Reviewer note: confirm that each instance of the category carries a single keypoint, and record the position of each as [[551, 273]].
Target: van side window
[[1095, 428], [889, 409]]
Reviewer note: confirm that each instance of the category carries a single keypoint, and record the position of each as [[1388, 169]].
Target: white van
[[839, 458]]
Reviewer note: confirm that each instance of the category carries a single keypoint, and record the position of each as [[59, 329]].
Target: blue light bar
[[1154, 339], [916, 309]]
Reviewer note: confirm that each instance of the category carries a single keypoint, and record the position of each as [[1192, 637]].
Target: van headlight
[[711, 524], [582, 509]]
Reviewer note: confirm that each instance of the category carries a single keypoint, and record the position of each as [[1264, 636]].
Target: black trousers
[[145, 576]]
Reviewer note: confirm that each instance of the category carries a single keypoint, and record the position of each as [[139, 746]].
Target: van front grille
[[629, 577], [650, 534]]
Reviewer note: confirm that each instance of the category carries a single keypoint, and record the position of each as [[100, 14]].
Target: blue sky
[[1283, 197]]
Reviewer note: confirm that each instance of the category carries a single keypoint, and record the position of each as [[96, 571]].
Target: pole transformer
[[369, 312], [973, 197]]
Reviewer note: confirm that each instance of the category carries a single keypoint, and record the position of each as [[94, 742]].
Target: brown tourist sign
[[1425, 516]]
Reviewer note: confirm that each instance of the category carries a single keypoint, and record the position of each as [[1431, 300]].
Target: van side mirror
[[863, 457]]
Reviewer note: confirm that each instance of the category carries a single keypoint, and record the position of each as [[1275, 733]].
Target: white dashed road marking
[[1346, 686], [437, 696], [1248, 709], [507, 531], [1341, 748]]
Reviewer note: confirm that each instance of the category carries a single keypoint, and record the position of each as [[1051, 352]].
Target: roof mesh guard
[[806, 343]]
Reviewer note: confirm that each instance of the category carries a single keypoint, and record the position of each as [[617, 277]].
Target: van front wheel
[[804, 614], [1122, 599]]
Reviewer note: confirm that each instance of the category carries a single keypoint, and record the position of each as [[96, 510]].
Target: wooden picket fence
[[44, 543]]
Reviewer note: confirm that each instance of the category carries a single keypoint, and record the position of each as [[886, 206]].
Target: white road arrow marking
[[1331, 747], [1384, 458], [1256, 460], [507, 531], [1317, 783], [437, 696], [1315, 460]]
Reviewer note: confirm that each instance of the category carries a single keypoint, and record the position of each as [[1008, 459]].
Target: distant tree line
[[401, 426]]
★ ★ ★ ★ ★ ★ ★
Your task is to copy every record exactly.

▶ RESULT OF THIS TASK
Reviewer note: confirm that each instance of the category carries a single keypoint, and record the position of each as [[551, 273]].
Target: van side window
[[1095, 428], [889, 409]]
Reviewer note: confirm that each instance of the category carries a single keypoint, and record the position of each as [[1388, 169]].
Target: white van
[[839, 458]]
Reviewer note: confirm that each instance of the category carries a single keypoint, and record the position of each as [[59, 329]].
Target: blue light bar
[[1154, 339], [916, 309]]
Reviewer note: confirm that each instance of the category carries a single keypoint, and record the position of each as [[1192, 637]].
Target: van headlight
[[711, 524], [582, 509]]
Reviewer note: confirm that each instance of the category carries a single keypoint, and record the position of each as [[1264, 636]].
Target: black trousers
[[145, 576]]
Reviewer note: confirm that each instance of the category carries a single keypoint, and record the position of each as [[139, 746]].
Target: van front grille
[[629, 577], [650, 534]]
Reviewer note: confirm that each instance of the category carries a single keypoint, and record the position of each as [[100, 14]].
Target: blue sky
[[1283, 197]]
Reviewer note: confirm that each instance of the category carries a single keypoint, and record the position of each as [[96, 571]].
Target: pole transformer
[[369, 312], [973, 197]]
Reviewer note: confirm that each instance of the category carries a single keypoint, and record the position of each as [[94, 742]].
Target: brown tourist sign
[[1425, 516]]
Reviewer note: confirm that each instance of the category carries a single keypoint, and record the position of each as [[1431, 300]].
Target: van side mirror
[[863, 457]]
Reviewer note: confirm that each instance of the category carries a single keypoint, and record the position of each as [[1275, 733]].
Target: white dashed road marking
[[1346, 686], [437, 696], [1248, 709], [507, 531], [1341, 748]]
Reviewer note: confirm that each instance of the category carries a single keypoint, and record the position of each as [[1051, 352]].
Target: roof mesh guard
[[806, 343]]
Reviewer note: confirm that each instance of the category carries a single keypoint, and record the position of each as [[617, 277]].
Target: van front wheel
[[804, 614], [1122, 599]]
Reviewer note: confirm that each instance of the category carries a single keypoint, and record the position of each as [[96, 510]].
Target: wooden picket fence
[[44, 543]]
Reviewer note: confirm that each instance of the category carries a single keypoint, and record the position of each as [[886, 206]].
Target: white road arrow marking
[[1331, 747], [1384, 458], [1256, 460], [507, 531], [1317, 783], [437, 696], [1315, 460]]
Reviewer note: confirm that each instance of the category carries a single keypoint, and record the position of each as [[1008, 459]].
Target: distant tree line
[[401, 426]]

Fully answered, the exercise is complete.